== Text shown ==

MicroRNAs (miRNAs), a subset of non-coding RNA molecules of approximately 22 nucleotides in length, are believed to regulate gene expression by targeting mRNAs for posttranscriptional repression or mRNAs destabilization (1). Our group and others have recently highlighted that serum miRNAs can exist stably and that the special expression profiles of altered miRNAs are associated with many diseases by its special expression profiles (2-6). miRNAs, as an emerging area of investigation, are being paid increasing attention due to their altered expression profiles in numerous diseases, and the vital roles of miRNAs in microbial infection are gradually being uncovered. Accumulating evidence has demonstrated the functions of miRNAs in pathogens transmission and pathogenesis (7,8). The expression of host miRNAs can be regulated by pathogens, and the differentially expressed miRNAs can function as auxiliary indicators for diagnosing bacterial diseases (9,10). Herein, we speculated that the altered profile of serum miRNAs may furnish biomarkers for Brucella infection and may represent a promising new field for brucellosis research.
Brucellosis, a zoonotic infectious disease, is caused by a group of microorganisms belonging to the genus Brucella that are facultative intracellular Gram-negative bacteria (11). Brucella affects multiple systems throughout the body with a variety of clinical symptoms, including undulant fever, arthritis, endocarditis, osteoarthritis and meningitis in humans, as well as miscarriage or stillbirth in livestock (12). Approximately 500,000 individuals around the world are diagnosed with brucellosis annually, and the morbidity rate in some prevalent districts is as high as ten cases per 100,000 population, especially in Mediterranean countries, the Middle East and Latin America (13-15). In China, Inner Mongolia, Xinjiang, Qinghai, Ningxia and Henan Provinces are the main regions with severe epidemics (16). Additionally, Brucella infection not only causes serious public health problems in humans that mainly affect developing countries, but also results in significant economic losses in livestock (13,14,17,18). Although there are many studies on Brucella infection, few studies have been devoted to exploring the effects of brucellosis on serum miRNA expression. Since serum and plasma are accessed with relative ease, circulating biomarkers are one of the most promising means of diagnosis. Therefore, clarifying miRNA expression profile as a novel diagnostic indicator could provide some valuable information for the diagnosis of brucellosis.
In our study, to investigate the differentially expressed miRNA profile in brucellosis patients, we performed a comprehensive analysis of miRNA expression with Illumina SBS technology and subsequently confirmed candidates by qRT-PCR assay. The objective of our research was to identify the miRNAs with altered serum profiles and to explore their diagnostic value for Brucella infection.

===
== Material supplied ==

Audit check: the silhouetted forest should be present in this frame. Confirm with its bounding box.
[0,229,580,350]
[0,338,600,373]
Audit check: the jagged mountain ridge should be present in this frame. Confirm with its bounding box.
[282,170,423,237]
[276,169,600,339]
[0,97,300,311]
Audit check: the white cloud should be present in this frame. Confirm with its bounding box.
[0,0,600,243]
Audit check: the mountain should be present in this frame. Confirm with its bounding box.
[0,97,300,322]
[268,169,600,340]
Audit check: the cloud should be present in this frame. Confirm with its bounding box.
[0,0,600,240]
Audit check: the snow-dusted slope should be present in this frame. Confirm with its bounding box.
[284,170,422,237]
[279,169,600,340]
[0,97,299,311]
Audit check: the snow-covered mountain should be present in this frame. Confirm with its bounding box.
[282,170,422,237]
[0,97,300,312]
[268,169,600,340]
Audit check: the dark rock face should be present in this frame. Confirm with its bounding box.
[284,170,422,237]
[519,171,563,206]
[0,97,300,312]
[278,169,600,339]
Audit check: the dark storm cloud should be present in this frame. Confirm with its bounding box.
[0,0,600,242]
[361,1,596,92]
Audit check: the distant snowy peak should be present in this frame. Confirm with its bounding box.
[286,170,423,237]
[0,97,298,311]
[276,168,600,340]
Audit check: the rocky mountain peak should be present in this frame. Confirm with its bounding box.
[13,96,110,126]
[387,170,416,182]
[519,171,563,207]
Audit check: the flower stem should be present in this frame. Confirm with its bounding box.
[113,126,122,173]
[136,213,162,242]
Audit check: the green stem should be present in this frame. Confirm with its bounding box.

===

Required action:
In the brucellosis text, which technology did the study use for its comprehensive analysis of miRNA expression?

Reply to the task:
Illumina SBS technology